Top of Data shown

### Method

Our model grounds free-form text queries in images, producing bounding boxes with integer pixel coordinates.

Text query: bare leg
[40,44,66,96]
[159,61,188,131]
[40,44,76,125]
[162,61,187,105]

Bottom of Data shown

Task details → Nothing in the records may be altered; restate them word for word.

Solution to this task →
### Method

Our model grounds free-form text queries in images, producing bounding boxes with integer pixel coordinates.

Text query: bare leg
[40,44,66,96]
[159,61,188,131]
[40,44,76,125]
[162,61,187,105]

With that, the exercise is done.